### [Task details]
Return all the entries word for word.

### [Stored records]

################

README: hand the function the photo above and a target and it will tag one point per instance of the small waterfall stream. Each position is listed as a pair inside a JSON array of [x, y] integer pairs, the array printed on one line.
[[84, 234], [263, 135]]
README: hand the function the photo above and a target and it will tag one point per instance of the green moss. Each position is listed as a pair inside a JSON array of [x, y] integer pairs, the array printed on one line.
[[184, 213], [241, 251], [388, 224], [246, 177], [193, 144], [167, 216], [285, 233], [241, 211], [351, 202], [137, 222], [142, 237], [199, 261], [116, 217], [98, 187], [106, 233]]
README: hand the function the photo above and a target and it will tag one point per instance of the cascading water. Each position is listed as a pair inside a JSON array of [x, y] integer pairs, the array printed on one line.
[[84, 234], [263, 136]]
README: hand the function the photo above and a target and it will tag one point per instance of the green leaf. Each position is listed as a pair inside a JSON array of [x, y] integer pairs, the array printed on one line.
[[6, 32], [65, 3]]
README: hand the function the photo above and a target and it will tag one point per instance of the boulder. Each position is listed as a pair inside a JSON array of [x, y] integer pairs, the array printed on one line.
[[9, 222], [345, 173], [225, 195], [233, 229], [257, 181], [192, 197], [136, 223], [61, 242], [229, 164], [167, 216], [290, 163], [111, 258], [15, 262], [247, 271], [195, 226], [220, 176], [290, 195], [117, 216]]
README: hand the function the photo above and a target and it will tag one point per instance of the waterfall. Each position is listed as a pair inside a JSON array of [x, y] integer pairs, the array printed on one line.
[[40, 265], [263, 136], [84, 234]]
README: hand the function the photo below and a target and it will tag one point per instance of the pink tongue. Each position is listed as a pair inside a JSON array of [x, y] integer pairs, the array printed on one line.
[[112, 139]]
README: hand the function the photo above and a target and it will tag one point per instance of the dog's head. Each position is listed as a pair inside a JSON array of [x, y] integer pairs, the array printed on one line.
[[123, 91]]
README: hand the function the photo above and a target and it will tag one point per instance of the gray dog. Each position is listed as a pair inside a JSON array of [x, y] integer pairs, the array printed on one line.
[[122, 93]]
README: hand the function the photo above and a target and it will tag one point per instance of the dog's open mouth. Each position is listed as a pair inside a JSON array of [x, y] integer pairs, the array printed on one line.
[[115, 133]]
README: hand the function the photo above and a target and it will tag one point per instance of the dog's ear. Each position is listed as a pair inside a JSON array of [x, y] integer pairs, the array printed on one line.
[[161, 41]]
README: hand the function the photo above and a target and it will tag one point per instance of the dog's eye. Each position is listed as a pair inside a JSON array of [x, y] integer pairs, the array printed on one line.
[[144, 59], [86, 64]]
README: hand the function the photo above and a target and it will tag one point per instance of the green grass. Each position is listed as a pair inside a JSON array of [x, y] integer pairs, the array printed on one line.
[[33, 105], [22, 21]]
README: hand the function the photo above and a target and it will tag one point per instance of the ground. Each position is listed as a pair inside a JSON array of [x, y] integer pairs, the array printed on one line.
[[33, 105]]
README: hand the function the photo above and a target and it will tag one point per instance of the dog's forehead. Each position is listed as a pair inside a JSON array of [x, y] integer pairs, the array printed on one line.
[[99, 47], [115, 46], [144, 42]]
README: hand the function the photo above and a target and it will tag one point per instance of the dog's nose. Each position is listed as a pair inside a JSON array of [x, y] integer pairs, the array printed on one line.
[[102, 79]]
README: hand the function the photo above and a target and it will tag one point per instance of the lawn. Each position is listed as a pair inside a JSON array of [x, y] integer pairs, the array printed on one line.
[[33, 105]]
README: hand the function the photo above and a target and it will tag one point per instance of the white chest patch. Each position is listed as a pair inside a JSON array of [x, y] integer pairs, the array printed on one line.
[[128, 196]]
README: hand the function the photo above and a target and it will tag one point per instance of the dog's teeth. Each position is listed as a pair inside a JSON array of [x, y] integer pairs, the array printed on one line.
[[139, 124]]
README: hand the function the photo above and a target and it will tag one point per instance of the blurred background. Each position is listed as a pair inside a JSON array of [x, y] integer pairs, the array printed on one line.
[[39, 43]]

################

### [Response to this task]
README: hand the function the photo above and a target and it will tag one point per instance of the small waterfall stream. Each position is listed as a pair inside a JSON array of [x, y] integer pairs, the array printed on one line.
[[84, 234], [263, 135]]
README: hand the function the photo above and a target and it will tag one point per instance of the green moss. Each position is listed as a pair inside a JSON array of [x, y] integer pairs, the array printed on one line.
[[184, 213], [241, 251], [388, 224], [246, 177], [193, 144], [167, 216], [285, 233], [241, 211], [351, 202], [137, 222], [142, 237], [199, 261], [116, 217], [98, 187], [106, 233]]
README: hand the function the photo above and a target and it will tag one point per instance of the cascading water. Each position is listed as a pair inside a JSON array of [x, y] integer pairs, the array printed on one line.
[[84, 234], [263, 136]]
README: hand the function the photo above and a target and it will tag one point per instance of the green leaf. Each position is listed as a pair inside a JSON array of [x, y] integer pairs, the array printed on one line.
[[6, 32], [65, 3]]
README: hand the function the photo above and a target and it will tag one point per instance of the boulder. Each position is listed as a pair inside a JSON array of [x, y] integer pairs, the array printed on one line.
[[9, 222], [345, 173], [225, 195], [233, 229], [257, 181], [192, 197], [136, 223], [61, 242], [229, 164], [167, 216], [290, 163], [111, 258], [15, 262], [247, 271], [195, 226], [220, 176], [290, 195], [117, 216]]
README: hand the function the photo above and a target and it will tag one point per instance of the waterfall. Each position is listed as a pair inside a JSON array of [x, y] integer pairs, the array printed on one line.
[[40, 265], [263, 136], [84, 234]]
README: hand the function the photo below and a target and it will tag one point per instance of the pink tongue. Each position is listed as a pair inside a JSON array of [x, y] integer pairs, the array printed on one line.
[[112, 139]]
README: hand the function the photo above and a target and it will tag one point per instance of the dog's head. Each position is listed as a pair inside a JSON array of [x, y] integer pairs, the array printed on one line.
[[123, 91]]
README: hand the function the photo above and a target and it will tag one point per instance of the gray dog. Each position is listed as a pair inside a JSON array of [x, y] integer pairs, the array printed on one line.
[[122, 93]]
README: hand the function the photo above and a target and it will tag one point per instance of the dog's open mouth. Each position is listed as a pair inside a JSON array of [x, y] integer pairs, the array printed on one line.
[[115, 133]]
README: hand the function the photo above and a target and it will tag one point per instance of the dog's ear. Each position is listed as a pair inside a JSON array of [x, y] integer pairs, the array printed on one line.
[[161, 41]]
README: hand the function the photo above and a target and it will tag one point per instance of the dog's eye. Each position is listed as a pair inside a JSON array of [x, y] integer pairs, the array printed on one line.
[[144, 59], [86, 64]]
README: hand the function the photo above and a target and it will tag one point per instance of the green grass. Each position is listed as a pair inside a JSON array of [x, y] integer pairs, the array printed on one line.
[[33, 105], [22, 21]]
README: hand the function the photo above and a target and it will tag one point per instance of the ground. Each position is listed as a pair inside a JSON array of [x, y] integer pairs, the array printed on one line.
[[33, 105]]
README: hand the function the photo above and a target and it will tag one point per instance of the dog's forehead. Each position is listed as a pair inside a JSON array of [x, y] integer pairs, the array printed on one line.
[[99, 47], [115, 46], [144, 42]]
README: hand the function the photo above and a target and it will tag one point per instance of the dog's nose. Each position is listed as a pair inside a JSON array of [x, y] integer pairs, the array printed on one line.
[[102, 79]]
README: hand the function the photo above and a target and it will tag one point per instance of the lawn. Each position is listed as a pair inside a JSON array of [x, y] integer pairs, the array printed on one line.
[[33, 105]]
README: hand the function the photo above and a target and it will tag one point per instance of the white chest patch. Each position is listed as a pair inside a JSON array of [x, y] integer pairs, the array printed on one line.
[[128, 196]]
README: hand the function the photo above and a target and it will tag one point per instance of the dog's teeth. Each position is listed as a pair inside a JSON array of [x, y] integer pairs, the array printed on one line.
[[139, 124]]
README: hand the function the photo above and a target and it will tag one point per instance of the blurred background. Each position is listed as a pair inside a JSON array of [x, y] integer pairs, the array printed on one line.
[[39, 43]]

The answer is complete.